++++ Dataset entries
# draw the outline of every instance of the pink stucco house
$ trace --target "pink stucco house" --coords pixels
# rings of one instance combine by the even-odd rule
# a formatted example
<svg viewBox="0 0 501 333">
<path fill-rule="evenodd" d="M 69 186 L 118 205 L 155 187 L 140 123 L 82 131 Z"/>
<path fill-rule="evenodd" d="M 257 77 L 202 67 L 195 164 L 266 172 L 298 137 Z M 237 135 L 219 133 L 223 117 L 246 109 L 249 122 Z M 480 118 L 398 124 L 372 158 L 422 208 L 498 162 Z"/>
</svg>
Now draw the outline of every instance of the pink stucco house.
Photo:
++++++++
++++ Dataset entries
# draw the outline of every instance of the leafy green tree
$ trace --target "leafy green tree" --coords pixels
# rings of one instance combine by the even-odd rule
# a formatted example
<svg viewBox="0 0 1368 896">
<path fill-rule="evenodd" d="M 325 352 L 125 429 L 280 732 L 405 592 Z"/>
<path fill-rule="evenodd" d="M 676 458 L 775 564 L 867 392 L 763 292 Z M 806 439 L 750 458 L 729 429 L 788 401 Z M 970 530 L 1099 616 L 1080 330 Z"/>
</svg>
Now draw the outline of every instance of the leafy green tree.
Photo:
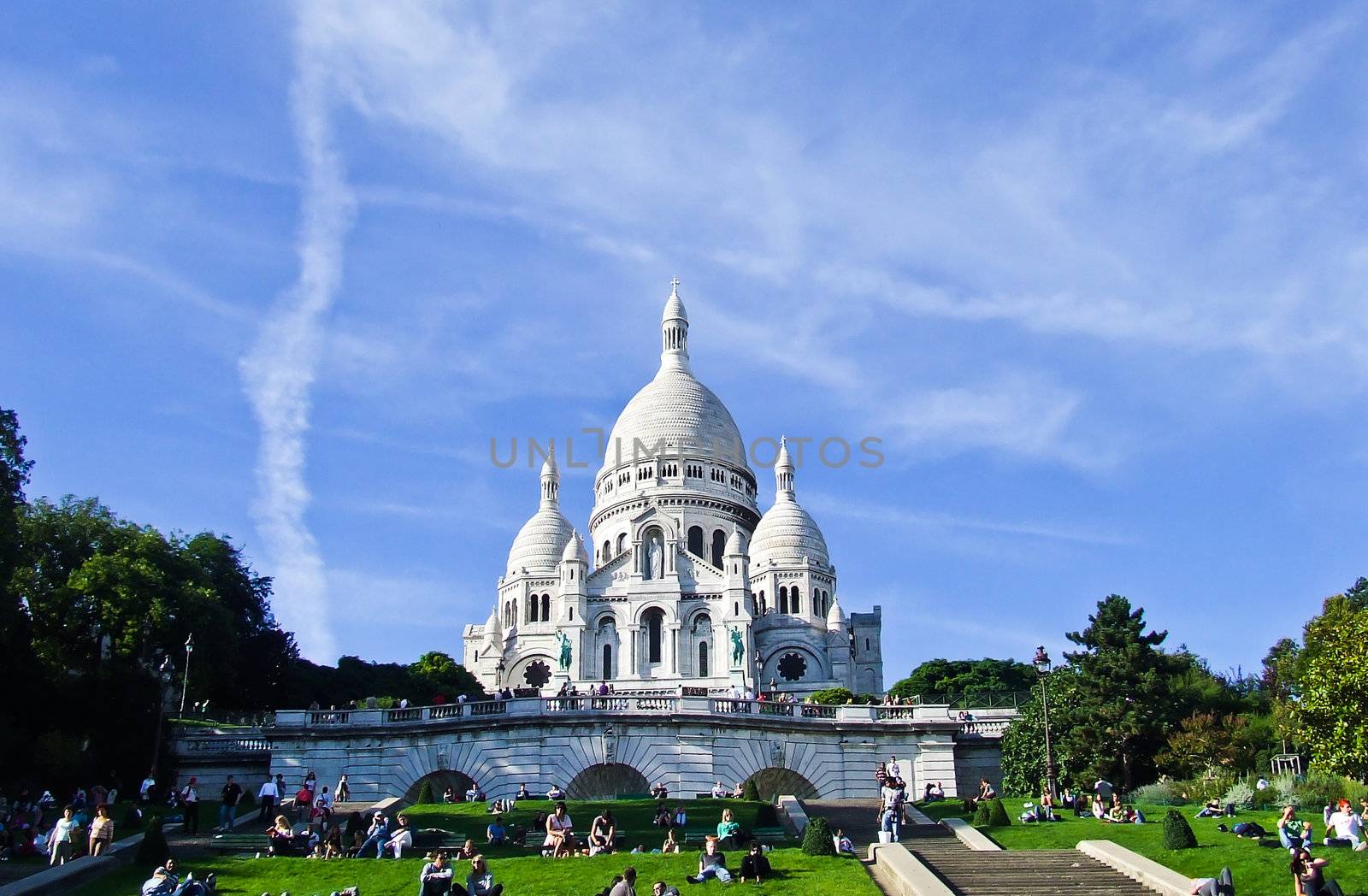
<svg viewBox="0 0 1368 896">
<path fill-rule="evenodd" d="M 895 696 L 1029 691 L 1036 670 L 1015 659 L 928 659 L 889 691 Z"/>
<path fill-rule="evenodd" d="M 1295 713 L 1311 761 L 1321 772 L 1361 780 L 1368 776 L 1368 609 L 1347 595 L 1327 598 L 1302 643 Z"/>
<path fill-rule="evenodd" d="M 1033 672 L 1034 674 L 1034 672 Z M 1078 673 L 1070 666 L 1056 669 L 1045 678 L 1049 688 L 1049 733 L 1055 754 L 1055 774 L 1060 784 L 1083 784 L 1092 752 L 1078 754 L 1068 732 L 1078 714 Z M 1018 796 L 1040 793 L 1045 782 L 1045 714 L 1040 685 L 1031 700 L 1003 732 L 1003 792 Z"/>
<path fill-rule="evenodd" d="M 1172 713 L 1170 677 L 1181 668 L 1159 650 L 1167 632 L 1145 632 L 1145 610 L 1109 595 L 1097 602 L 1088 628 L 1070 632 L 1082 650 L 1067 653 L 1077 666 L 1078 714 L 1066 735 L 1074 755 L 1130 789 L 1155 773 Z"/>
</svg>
++++++++
++++ Dataset entries
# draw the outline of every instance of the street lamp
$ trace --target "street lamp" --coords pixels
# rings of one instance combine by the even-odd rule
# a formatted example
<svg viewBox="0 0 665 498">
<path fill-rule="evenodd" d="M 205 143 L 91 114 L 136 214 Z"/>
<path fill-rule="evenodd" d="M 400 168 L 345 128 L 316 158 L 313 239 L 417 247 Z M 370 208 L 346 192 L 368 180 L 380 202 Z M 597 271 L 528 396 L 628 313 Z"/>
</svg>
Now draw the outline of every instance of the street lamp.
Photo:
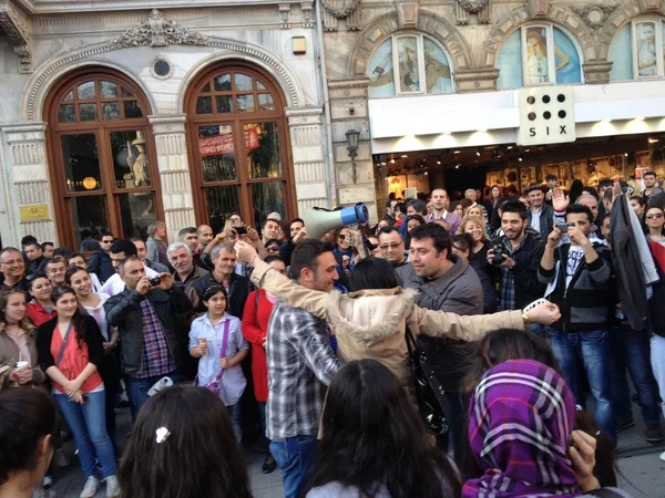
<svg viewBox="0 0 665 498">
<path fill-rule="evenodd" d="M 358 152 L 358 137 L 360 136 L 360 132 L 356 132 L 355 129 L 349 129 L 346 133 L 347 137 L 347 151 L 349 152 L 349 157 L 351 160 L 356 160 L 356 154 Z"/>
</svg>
++++++++
Print every line from the one containing "# draw the outline of every instance of the leafy" through the one containing "895 696 L 1029", both included, with no changes. Leave the pictures out.

# draw the outline of every instance of the leafy green tree
$ trace --target "leafy green tree" --coords pixels
# rings of one instance combine by the even-odd rule
# a formatted example
<svg viewBox="0 0 1368 896">
<path fill-rule="evenodd" d="M 325 352 L 125 429 L 280 732 L 405 592 Z"/>
<path fill-rule="evenodd" d="M 676 458 L 775 564 L 867 392 L 763 292 Z M 806 439 L 750 458 L 729 429 L 788 401 Z M 970 530 L 1099 616 L 1080 330 Z"/>
</svg>
Now draw the outline of every instance of the leafy green tree.
Photo:
<svg viewBox="0 0 1368 896">
<path fill-rule="evenodd" d="M 895 696 L 1029 691 L 1036 670 L 1015 659 L 928 659 L 889 691 Z"/>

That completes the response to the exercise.